If I now run this package, I will have two log files generated! One will have a timestamp from around the time I created the package. This file only has the header fields and no other other information. The second file has the correct timestamp and correct output information:

One run - two log files created (one with just header fields)

It appears that the first file gets created during validation (even though I set DelayValidation = True for the log file connection manager). So my first question is why is this happening? It doesn't seem like the right behavior. Now to take this to the next step, I create a child package "Package_Child". I add an execute package task to the parent package to run this child package. In the child package I add a variable by the same name as above: "User::Log_Path". Next, I add a configuration to the child package, so that the value of "User::Log_Path" is obtained from the parent package variable by the same name. Finally I add log provider to the child package and set it up the same way as described above for the parent package.

● **Material**

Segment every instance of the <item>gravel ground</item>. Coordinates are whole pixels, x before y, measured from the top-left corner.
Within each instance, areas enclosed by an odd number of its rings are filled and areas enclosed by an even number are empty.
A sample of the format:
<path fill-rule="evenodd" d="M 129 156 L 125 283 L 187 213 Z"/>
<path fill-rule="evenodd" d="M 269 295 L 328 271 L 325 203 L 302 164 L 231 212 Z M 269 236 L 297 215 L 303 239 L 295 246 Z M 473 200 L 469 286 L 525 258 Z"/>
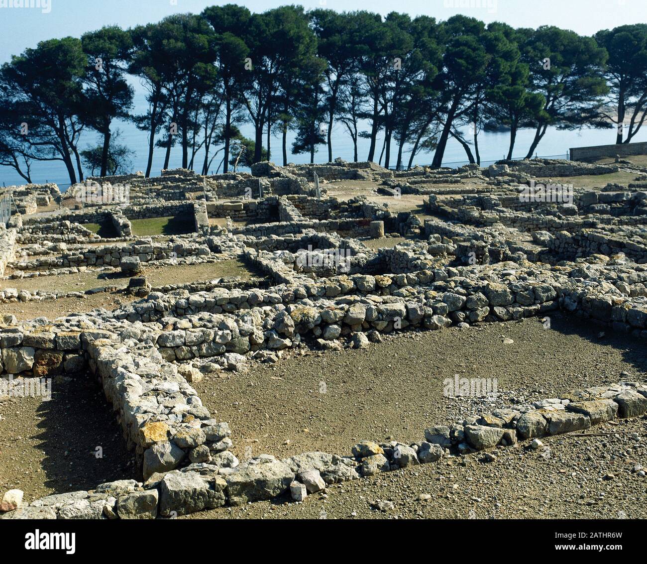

● **Required work**
• a. In the package logging text, swap "child package" for "subpackage" and write out everything from "It appears that" down to "the parent package.".
• b. Carry on the package logging text from its last sentence.

● **Answers below**
• a.
It appears that the first file gets created during validation (even though I set DelayValidation = True for the log file connection manager). So my first question is why is this happening? It doesn't seem like the right behavior. Now to take this to the next step, I create a subpackage "Package_Child". I add an execute package task to the parent package to run this subpackage. In the subpackage I add a variable by the same name as above: "User::Log_Path". Next, I add a configuration to the subpackage, so that the value of "User::Log_Path" is obtained from the parent package variable by the same name. Finally I add log provider to the subpackage and set it up the same way as described above for the parent package.

• b.
Let's now run the parent package again. This time I will end-up with three log files: two for parent and one for child:

Parent package run - three output files created

For my next test, I now would like to change the location of the log files, so I modify the value of the [User::Log_Path] variable in the parent package to "C:\temp\Log_Run_Time". If I run now, I will have four log files! Two for the parent package in the "Log_Run_Time" directory and two for the child package - one in "Log_Design_Time" and one in "Log_Run_Time" directory:

Parent package run - change the Log_Path variable value enter image description here

What's going on? Finally, if I simply remove the original "Log_Design_Time" directory, my child package will start failing complaining that it cannot find the path specified:

Child package failure

Obviously it's still looking for the path specified earlier, but why? Again, I set "Delay Validation" = True on all my connection managers and the package itself. I appreciate any help on this.

Thank you!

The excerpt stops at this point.